Segment Open

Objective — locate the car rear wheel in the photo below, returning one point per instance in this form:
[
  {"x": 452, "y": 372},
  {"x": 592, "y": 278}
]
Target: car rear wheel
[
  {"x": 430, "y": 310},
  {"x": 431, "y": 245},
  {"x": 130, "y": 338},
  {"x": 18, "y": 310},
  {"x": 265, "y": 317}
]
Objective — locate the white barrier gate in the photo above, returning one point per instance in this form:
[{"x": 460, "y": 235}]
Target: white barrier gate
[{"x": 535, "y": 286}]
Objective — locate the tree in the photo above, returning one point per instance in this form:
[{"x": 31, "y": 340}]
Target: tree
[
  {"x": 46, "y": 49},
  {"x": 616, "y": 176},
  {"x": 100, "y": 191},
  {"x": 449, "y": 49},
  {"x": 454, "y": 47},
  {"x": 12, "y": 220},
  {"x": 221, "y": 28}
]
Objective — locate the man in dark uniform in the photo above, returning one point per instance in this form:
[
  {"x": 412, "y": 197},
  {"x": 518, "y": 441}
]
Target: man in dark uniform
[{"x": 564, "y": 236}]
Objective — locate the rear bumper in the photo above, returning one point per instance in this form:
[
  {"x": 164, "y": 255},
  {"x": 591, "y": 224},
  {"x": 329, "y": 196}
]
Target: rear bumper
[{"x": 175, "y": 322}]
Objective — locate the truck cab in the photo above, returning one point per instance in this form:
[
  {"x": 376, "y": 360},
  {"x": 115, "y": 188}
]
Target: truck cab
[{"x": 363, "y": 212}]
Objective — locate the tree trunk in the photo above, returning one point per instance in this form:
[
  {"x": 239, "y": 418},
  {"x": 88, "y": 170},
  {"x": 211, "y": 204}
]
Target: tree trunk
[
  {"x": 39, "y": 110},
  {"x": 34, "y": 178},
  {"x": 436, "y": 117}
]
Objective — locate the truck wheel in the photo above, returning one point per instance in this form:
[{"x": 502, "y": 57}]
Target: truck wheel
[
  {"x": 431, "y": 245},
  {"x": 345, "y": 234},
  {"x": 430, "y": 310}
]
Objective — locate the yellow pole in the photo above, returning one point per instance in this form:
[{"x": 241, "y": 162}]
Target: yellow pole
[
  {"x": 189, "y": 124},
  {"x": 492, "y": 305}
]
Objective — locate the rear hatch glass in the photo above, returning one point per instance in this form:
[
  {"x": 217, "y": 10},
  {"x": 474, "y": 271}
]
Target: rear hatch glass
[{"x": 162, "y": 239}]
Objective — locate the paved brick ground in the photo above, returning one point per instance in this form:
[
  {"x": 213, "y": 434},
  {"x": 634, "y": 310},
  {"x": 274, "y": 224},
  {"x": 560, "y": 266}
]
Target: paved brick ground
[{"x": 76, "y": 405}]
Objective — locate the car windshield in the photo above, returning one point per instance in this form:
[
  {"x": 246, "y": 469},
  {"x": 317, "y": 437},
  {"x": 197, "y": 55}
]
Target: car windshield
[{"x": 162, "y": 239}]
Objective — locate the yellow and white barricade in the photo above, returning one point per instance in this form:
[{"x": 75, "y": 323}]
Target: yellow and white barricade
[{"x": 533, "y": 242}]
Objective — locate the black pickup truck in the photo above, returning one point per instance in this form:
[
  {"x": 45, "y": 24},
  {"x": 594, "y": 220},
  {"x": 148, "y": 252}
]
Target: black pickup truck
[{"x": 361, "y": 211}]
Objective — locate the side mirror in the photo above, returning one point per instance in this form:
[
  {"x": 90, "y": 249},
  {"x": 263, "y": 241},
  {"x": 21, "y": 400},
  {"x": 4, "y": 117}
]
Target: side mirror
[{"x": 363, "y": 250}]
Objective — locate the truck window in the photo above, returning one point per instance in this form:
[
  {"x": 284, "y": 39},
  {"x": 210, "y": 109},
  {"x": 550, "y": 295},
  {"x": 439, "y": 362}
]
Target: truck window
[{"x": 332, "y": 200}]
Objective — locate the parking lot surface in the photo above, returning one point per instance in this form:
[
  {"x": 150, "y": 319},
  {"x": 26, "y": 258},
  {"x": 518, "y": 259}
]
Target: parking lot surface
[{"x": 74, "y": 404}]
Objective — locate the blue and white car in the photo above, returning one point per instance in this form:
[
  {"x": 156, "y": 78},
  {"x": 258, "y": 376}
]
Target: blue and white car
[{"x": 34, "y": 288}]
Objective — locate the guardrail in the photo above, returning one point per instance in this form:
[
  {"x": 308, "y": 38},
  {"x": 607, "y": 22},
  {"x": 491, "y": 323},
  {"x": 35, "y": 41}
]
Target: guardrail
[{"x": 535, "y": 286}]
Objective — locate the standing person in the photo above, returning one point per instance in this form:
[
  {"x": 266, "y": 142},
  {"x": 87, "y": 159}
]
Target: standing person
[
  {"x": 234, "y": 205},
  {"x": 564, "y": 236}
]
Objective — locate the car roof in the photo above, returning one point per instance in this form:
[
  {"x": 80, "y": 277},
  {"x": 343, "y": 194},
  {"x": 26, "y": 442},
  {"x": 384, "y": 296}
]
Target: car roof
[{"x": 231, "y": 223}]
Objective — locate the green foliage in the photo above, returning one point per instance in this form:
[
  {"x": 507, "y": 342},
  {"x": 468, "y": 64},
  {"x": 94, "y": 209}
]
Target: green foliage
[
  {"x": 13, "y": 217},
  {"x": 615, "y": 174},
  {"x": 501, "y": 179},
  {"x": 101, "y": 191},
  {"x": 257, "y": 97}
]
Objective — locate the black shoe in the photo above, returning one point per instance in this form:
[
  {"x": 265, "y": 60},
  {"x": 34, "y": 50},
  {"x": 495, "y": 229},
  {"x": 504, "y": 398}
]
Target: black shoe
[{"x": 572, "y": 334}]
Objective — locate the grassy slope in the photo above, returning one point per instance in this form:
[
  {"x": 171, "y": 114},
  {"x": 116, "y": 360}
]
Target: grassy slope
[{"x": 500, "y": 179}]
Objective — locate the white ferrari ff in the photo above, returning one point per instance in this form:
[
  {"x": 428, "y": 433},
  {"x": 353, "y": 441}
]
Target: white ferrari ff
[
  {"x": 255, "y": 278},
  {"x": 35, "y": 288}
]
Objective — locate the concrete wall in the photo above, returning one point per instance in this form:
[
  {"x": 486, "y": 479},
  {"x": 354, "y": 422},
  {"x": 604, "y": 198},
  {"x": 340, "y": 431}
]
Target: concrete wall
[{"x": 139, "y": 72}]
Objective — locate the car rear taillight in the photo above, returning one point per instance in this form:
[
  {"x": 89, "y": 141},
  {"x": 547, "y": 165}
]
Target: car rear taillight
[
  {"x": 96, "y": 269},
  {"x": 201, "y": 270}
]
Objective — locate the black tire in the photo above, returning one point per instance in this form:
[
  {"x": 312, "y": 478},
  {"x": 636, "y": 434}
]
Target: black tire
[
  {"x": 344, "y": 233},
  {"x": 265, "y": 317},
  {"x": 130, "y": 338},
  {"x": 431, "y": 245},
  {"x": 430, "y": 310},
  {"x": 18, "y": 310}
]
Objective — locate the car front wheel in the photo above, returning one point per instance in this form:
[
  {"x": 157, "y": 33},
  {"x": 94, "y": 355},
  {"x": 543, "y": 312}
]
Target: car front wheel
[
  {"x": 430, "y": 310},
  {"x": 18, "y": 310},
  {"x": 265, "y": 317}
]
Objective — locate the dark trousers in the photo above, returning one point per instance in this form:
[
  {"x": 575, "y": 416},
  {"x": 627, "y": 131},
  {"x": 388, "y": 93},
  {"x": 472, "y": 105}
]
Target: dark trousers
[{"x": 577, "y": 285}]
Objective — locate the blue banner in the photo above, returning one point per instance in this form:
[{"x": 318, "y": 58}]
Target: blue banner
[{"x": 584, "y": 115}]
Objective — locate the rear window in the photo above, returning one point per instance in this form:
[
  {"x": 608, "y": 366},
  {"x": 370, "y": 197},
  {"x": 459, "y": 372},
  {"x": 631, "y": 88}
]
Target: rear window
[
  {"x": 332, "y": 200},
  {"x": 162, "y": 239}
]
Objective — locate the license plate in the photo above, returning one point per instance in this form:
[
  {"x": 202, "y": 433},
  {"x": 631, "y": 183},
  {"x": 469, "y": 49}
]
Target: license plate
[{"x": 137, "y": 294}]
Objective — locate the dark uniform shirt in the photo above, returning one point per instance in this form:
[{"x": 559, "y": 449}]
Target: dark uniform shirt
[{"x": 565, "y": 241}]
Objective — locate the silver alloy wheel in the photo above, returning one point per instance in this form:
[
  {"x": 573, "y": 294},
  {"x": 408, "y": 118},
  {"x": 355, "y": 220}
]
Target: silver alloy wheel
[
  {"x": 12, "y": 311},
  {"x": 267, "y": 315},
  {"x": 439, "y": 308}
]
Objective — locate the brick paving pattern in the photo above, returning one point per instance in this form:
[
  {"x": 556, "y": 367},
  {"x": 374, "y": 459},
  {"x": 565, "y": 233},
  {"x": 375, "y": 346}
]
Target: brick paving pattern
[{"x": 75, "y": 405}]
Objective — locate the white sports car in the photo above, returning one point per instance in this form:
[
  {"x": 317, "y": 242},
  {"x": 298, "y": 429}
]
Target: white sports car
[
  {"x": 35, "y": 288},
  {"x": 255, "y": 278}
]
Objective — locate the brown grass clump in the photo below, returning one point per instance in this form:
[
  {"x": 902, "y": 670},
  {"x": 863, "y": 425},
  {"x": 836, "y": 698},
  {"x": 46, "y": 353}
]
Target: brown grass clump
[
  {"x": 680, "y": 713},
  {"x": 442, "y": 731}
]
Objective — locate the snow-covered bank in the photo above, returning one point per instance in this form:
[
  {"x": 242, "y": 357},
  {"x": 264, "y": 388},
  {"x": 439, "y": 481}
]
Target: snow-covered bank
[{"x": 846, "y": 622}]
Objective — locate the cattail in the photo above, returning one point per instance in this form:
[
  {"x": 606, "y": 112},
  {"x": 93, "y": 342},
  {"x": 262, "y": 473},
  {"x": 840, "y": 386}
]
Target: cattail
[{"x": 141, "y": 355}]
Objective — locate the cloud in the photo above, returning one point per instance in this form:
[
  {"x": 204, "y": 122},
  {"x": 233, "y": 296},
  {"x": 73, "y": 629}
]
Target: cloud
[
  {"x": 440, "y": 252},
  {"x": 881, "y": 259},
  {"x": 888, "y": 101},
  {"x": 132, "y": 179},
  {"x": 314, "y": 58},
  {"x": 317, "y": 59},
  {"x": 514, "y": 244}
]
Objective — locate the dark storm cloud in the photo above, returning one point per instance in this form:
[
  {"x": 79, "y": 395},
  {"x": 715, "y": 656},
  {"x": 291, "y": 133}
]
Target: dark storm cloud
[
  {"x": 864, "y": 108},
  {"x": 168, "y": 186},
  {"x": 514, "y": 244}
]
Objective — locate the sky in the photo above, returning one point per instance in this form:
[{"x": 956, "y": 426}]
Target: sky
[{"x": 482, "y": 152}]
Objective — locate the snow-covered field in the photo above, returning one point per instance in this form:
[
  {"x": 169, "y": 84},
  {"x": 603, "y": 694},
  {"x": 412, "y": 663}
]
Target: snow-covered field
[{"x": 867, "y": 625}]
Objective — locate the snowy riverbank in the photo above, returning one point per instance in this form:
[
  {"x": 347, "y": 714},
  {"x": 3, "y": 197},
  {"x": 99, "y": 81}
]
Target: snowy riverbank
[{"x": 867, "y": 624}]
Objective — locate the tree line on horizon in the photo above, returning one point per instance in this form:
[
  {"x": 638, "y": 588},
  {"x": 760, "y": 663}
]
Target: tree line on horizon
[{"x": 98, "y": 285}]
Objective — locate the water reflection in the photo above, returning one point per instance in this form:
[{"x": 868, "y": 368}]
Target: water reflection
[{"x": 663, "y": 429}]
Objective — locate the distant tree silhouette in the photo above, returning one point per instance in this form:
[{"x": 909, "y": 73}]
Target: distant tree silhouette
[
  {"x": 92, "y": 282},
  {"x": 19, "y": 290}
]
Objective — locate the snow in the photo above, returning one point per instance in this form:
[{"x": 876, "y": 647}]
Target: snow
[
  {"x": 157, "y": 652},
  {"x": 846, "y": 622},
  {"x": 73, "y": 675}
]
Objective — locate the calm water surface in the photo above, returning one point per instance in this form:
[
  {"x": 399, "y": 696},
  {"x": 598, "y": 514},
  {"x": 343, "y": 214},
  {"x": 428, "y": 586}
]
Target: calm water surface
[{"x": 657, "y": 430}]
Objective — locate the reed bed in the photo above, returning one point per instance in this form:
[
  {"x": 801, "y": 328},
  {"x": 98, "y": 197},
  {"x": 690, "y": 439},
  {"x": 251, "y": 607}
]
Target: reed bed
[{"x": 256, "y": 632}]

Segment Closed

Action item:
Among the lines of the entries, count those containing the string "below" and give only the number.

Written response:
2